▶ [TASK INSTRUCTIONS]: Print, please, the line that contains "the truck cab" and each line after it to the end of the entries, unchanged and with nothing else.

--- begin ---

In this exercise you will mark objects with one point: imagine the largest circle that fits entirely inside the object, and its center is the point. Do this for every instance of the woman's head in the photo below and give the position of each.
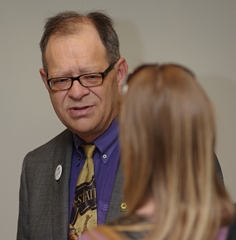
(167, 136)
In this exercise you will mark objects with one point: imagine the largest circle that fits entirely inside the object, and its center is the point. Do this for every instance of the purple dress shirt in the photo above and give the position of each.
(106, 161)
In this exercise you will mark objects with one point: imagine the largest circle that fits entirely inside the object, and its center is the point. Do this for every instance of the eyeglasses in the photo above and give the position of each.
(86, 80)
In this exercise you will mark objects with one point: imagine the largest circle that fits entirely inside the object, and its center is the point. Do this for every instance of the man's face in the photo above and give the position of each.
(88, 112)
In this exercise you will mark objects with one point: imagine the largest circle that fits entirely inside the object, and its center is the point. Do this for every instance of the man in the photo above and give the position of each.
(83, 73)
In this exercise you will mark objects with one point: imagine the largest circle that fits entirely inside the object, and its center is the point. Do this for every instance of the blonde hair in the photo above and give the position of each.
(167, 136)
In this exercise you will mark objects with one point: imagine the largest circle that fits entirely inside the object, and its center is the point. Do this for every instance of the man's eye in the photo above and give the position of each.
(92, 76)
(60, 80)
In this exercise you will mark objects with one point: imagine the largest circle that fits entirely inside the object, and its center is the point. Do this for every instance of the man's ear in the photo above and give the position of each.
(43, 75)
(122, 71)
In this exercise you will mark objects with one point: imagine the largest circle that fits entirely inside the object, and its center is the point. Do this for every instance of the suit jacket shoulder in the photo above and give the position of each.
(44, 202)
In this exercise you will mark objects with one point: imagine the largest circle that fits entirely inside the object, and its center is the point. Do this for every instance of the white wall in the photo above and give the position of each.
(200, 34)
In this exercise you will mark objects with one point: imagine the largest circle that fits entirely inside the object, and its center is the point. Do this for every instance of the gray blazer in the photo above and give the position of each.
(44, 202)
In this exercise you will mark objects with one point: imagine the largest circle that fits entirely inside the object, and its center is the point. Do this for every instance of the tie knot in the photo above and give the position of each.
(88, 150)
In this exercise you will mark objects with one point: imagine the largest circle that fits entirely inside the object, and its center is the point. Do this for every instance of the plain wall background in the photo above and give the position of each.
(200, 34)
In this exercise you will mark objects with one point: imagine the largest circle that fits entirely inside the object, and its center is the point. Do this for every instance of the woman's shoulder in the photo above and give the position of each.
(232, 230)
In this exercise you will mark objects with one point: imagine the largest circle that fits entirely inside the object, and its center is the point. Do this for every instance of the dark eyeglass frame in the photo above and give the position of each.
(103, 75)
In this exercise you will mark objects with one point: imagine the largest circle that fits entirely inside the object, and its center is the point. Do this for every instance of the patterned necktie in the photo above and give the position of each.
(84, 209)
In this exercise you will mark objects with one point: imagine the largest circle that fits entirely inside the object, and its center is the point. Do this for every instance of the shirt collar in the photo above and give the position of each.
(106, 143)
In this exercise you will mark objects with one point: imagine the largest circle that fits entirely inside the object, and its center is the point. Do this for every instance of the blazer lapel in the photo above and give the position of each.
(61, 187)
(114, 210)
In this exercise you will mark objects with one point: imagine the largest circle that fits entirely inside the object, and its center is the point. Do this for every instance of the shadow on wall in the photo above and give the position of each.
(130, 42)
(222, 92)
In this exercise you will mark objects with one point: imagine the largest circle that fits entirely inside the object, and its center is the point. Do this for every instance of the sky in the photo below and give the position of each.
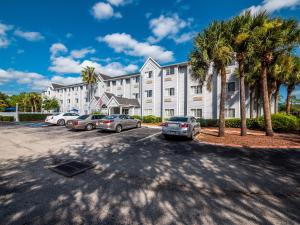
(52, 40)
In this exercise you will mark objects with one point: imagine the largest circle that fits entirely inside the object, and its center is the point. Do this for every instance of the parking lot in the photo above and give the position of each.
(140, 178)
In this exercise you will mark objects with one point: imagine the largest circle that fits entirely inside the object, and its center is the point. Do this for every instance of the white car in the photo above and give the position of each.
(61, 118)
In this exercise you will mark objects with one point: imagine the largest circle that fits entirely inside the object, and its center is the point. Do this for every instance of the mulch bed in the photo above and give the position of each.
(253, 139)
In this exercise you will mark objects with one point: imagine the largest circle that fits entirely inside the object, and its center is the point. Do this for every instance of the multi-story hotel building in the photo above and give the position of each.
(156, 90)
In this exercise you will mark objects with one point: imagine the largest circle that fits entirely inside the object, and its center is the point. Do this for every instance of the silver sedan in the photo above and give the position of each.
(117, 123)
(185, 126)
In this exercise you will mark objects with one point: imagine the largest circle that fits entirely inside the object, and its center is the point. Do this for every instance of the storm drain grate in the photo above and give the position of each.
(71, 168)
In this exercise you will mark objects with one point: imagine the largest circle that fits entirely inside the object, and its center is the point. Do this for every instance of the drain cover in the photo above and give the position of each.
(71, 168)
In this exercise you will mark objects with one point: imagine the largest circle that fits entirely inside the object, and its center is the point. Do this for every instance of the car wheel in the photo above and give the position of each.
(89, 127)
(166, 136)
(61, 122)
(118, 128)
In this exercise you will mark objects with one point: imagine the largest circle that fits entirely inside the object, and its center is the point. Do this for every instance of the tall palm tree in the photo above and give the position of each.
(212, 46)
(90, 77)
(240, 30)
(269, 37)
(292, 80)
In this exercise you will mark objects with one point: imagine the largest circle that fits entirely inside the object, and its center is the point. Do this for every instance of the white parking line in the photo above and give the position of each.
(150, 136)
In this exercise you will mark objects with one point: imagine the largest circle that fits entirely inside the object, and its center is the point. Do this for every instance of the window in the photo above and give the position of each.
(136, 95)
(147, 112)
(169, 112)
(196, 113)
(196, 89)
(149, 74)
(148, 93)
(170, 91)
(230, 86)
(230, 113)
(170, 70)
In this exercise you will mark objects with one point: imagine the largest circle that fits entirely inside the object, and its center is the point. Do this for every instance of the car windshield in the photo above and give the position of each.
(110, 117)
(178, 119)
(83, 117)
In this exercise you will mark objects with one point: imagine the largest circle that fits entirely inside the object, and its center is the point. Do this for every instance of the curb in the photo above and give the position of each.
(253, 146)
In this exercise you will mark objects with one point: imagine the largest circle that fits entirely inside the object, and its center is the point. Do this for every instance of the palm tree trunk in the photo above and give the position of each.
(242, 99)
(252, 95)
(276, 98)
(222, 103)
(288, 99)
(266, 102)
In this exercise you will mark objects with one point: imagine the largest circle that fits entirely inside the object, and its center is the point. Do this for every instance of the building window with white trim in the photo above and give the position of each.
(136, 95)
(149, 74)
(230, 113)
(148, 93)
(231, 87)
(169, 112)
(147, 112)
(170, 91)
(196, 89)
(196, 113)
(170, 70)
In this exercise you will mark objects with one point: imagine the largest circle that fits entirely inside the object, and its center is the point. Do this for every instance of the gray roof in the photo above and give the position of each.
(124, 101)
(105, 77)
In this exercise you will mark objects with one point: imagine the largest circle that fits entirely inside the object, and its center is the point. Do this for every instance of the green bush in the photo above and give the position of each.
(137, 117)
(7, 118)
(280, 122)
(151, 119)
(32, 117)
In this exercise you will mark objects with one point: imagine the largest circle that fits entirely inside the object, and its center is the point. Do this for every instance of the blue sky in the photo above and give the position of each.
(51, 40)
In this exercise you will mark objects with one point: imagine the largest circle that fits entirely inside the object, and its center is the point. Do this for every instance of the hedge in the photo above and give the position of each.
(280, 122)
(7, 118)
(32, 117)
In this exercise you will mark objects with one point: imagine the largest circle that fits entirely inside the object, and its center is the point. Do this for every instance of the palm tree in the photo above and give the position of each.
(270, 37)
(240, 30)
(90, 77)
(292, 80)
(212, 46)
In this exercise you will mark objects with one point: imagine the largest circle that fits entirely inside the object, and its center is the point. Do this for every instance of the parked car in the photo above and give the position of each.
(85, 122)
(185, 126)
(118, 123)
(61, 118)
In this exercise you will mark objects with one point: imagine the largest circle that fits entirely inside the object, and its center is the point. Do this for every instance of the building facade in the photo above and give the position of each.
(162, 91)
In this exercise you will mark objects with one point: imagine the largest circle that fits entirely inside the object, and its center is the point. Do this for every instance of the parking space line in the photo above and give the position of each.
(148, 137)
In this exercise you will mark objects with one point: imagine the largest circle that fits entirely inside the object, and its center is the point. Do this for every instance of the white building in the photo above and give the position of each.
(156, 90)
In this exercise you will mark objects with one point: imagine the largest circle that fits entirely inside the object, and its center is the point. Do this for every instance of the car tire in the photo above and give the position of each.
(119, 128)
(89, 127)
(61, 122)
(167, 137)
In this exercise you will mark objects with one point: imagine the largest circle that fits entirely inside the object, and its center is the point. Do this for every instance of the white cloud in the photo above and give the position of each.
(166, 26)
(274, 5)
(184, 37)
(4, 41)
(29, 35)
(122, 42)
(119, 2)
(57, 48)
(78, 54)
(103, 10)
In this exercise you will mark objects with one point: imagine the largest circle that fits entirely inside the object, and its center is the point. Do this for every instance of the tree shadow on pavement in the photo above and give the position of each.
(153, 183)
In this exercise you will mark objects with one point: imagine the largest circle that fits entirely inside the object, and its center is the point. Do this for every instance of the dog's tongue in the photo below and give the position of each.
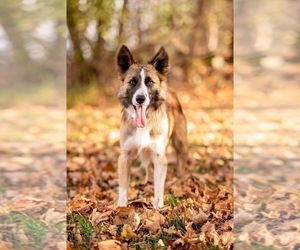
(140, 118)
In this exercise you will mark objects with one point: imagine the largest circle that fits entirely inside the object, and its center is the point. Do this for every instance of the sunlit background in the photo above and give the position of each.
(33, 124)
(266, 124)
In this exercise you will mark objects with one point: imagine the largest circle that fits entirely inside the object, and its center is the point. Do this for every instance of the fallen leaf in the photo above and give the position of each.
(153, 220)
(127, 232)
(109, 245)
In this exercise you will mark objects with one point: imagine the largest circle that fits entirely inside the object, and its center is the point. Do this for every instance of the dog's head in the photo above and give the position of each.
(143, 85)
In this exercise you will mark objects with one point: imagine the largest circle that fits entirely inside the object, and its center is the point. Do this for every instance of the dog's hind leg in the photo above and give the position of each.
(145, 159)
(180, 144)
(124, 163)
(160, 172)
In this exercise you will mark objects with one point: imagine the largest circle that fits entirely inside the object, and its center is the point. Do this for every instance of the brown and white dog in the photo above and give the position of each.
(151, 116)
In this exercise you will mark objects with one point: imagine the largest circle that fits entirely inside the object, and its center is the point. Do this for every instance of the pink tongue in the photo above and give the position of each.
(140, 118)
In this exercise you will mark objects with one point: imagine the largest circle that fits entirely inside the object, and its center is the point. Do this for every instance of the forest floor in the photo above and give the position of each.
(198, 212)
(33, 182)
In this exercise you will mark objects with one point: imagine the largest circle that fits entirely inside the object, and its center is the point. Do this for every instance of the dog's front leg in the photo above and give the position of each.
(124, 178)
(160, 171)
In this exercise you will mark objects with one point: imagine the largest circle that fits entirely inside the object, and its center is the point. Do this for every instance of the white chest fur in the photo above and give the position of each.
(139, 140)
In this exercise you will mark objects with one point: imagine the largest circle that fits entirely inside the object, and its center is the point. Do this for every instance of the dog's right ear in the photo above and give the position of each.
(124, 59)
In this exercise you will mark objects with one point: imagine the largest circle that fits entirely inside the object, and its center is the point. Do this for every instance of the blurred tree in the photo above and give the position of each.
(32, 35)
(193, 32)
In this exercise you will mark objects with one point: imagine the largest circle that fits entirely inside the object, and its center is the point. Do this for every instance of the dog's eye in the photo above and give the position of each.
(132, 82)
(149, 82)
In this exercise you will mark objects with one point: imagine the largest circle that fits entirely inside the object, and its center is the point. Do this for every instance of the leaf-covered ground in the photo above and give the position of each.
(198, 212)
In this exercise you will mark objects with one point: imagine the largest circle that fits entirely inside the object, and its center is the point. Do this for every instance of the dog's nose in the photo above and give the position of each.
(140, 99)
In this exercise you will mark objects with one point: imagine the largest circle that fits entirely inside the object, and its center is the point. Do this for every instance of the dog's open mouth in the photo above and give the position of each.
(140, 120)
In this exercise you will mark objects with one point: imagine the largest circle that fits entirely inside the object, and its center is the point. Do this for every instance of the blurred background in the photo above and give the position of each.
(266, 124)
(33, 124)
(196, 34)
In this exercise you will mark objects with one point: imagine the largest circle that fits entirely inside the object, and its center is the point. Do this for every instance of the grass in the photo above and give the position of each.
(178, 222)
(81, 234)
(28, 232)
(35, 229)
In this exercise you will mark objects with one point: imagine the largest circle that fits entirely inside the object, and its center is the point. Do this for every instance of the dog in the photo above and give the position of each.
(151, 117)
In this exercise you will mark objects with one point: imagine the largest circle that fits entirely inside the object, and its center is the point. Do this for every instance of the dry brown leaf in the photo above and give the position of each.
(127, 215)
(226, 238)
(178, 191)
(127, 232)
(109, 245)
(124, 215)
(5, 245)
(178, 243)
(200, 217)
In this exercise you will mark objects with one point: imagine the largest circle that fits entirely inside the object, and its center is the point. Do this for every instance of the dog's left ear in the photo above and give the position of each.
(124, 59)
(161, 61)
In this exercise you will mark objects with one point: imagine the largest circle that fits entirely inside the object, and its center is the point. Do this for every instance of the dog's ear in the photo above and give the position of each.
(161, 61)
(124, 59)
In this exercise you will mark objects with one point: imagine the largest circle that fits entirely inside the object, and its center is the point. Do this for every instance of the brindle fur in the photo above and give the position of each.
(163, 104)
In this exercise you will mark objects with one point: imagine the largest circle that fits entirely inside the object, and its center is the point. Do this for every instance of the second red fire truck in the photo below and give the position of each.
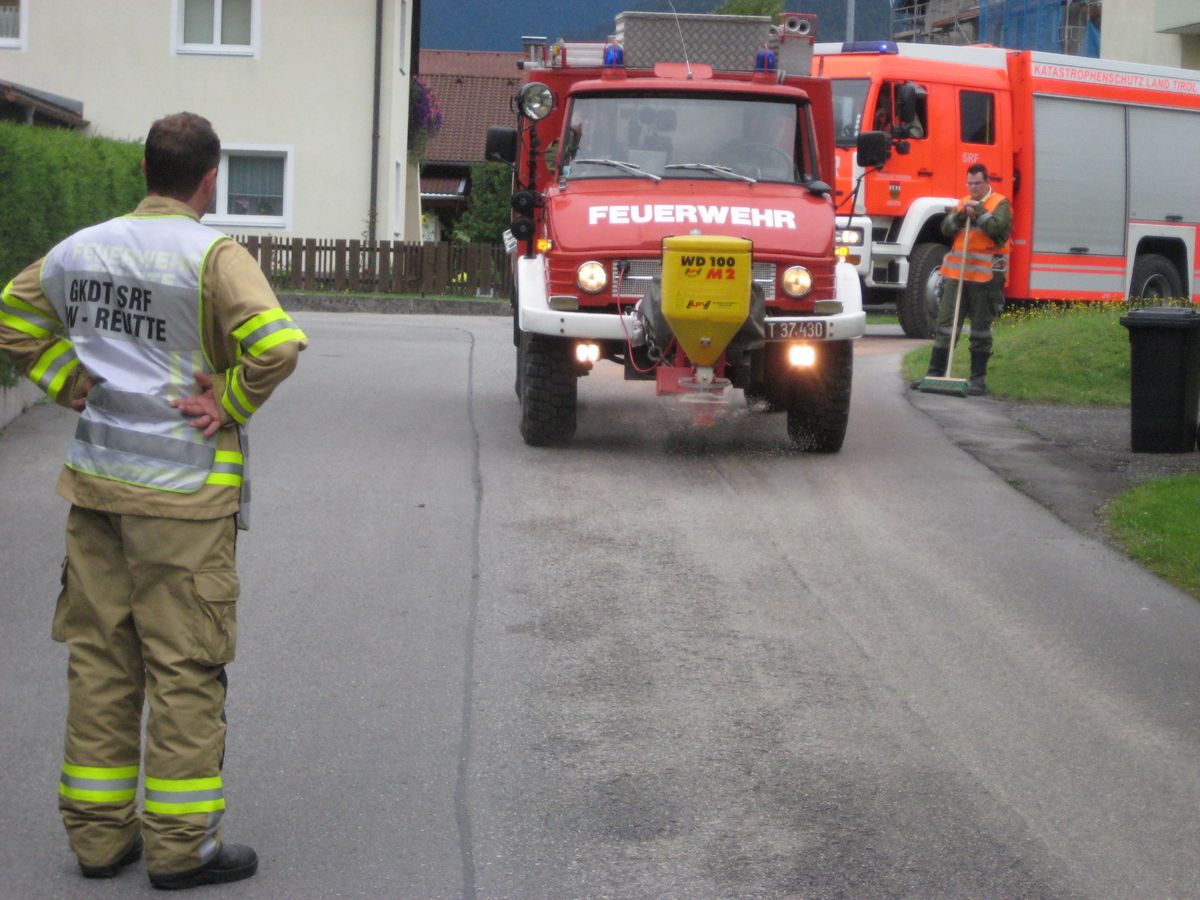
(1095, 155)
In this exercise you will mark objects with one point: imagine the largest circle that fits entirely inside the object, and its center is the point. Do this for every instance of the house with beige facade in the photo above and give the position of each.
(1164, 33)
(310, 97)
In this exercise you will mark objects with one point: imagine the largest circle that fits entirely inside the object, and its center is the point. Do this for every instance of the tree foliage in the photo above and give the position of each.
(54, 183)
(750, 7)
(489, 211)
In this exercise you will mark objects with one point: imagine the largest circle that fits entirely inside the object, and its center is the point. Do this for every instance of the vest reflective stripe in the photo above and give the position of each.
(132, 456)
(22, 317)
(234, 399)
(99, 785)
(52, 369)
(132, 287)
(265, 331)
(180, 797)
(227, 469)
(973, 261)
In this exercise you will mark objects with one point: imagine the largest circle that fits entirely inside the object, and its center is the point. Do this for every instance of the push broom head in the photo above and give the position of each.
(936, 384)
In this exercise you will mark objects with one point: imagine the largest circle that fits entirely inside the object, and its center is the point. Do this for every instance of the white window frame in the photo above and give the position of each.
(19, 41)
(180, 48)
(222, 216)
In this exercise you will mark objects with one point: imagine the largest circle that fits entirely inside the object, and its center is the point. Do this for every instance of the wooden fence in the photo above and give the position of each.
(384, 268)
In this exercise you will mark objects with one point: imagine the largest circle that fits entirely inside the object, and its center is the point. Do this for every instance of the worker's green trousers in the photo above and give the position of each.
(982, 301)
(149, 613)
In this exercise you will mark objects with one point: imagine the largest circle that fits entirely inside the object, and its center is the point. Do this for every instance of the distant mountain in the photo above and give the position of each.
(478, 25)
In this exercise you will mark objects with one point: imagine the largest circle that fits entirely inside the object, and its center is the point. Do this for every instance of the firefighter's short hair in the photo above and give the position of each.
(180, 150)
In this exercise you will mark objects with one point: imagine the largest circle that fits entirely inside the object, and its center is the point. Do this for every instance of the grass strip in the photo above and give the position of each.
(1077, 354)
(1158, 525)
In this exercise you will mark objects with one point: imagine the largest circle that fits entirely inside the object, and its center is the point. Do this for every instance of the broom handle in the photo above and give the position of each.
(958, 299)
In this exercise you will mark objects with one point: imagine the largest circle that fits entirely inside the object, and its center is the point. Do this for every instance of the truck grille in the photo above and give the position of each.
(642, 271)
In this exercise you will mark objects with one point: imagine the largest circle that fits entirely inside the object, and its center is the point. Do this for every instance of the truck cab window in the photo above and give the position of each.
(977, 117)
(903, 111)
(849, 100)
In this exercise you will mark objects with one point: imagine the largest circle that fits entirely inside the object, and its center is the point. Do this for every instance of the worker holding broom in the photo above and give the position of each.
(973, 276)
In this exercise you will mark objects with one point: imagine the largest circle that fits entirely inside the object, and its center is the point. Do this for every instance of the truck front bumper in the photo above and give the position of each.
(537, 317)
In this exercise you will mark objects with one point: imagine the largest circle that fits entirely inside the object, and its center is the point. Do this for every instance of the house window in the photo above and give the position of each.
(13, 25)
(216, 27)
(253, 189)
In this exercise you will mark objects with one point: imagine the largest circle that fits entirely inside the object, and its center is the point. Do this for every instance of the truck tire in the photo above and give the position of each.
(819, 400)
(1155, 277)
(917, 304)
(549, 390)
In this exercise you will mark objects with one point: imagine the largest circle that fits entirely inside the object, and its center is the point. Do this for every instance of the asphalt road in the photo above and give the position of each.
(658, 663)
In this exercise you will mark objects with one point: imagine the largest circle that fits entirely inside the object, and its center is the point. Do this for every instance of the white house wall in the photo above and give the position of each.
(306, 91)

--- end ---

▶ [TASK RESPONSE]:
In this exercise you will mark objects with one point: imagine the largest circle that fits entirely inside the object, and its center is the point. Do this for every instance of the truck cab window in the photo above and give the position of each.
(977, 117)
(903, 111)
(849, 100)
In this exercise you will mark objects with one point: imagine the largest circle that fits entirely inside the object, and its center is the point. Do this for every instance of the worker holding broom in the photo above and give the position of each.
(973, 276)
In this exercise you will mark objects with one point: imagine the largest circle that fits entirely inside the object, and its center is the point. Do this for every instance of the truck front bumper in the photo above and give the position of each.
(537, 317)
In this exercise you will mark objects with one point: imagine the largest circle that fits entirely inside the object, and its center is the point. Do this for every instance of the house window in the photo above and give the position of each.
(13, 25)
(216, 27)
(253, 189)
In this exercise you will mark objects with one point: imagine the largest circle that fits entirely inside the object, and its center is the point. Do this for every instance of the truck tire in the photo above and give the position of each.
(819, 400)
(1155, 277)
(917, 304)
(549, 390)
In this exercise you will mark objects with one point: imagine the largest circle that fits entirely inside the object, and its center is the point. Do this for every instance of the asphalt road in the photo above and give the position of each.
(658, 663)
In this exercise you will mark objects with one point: imagine the largest circle that fits entirely inside the object, and its center is the point. Do this for every instance of the white house wall in the photo above and give the position of each.
(306, 91)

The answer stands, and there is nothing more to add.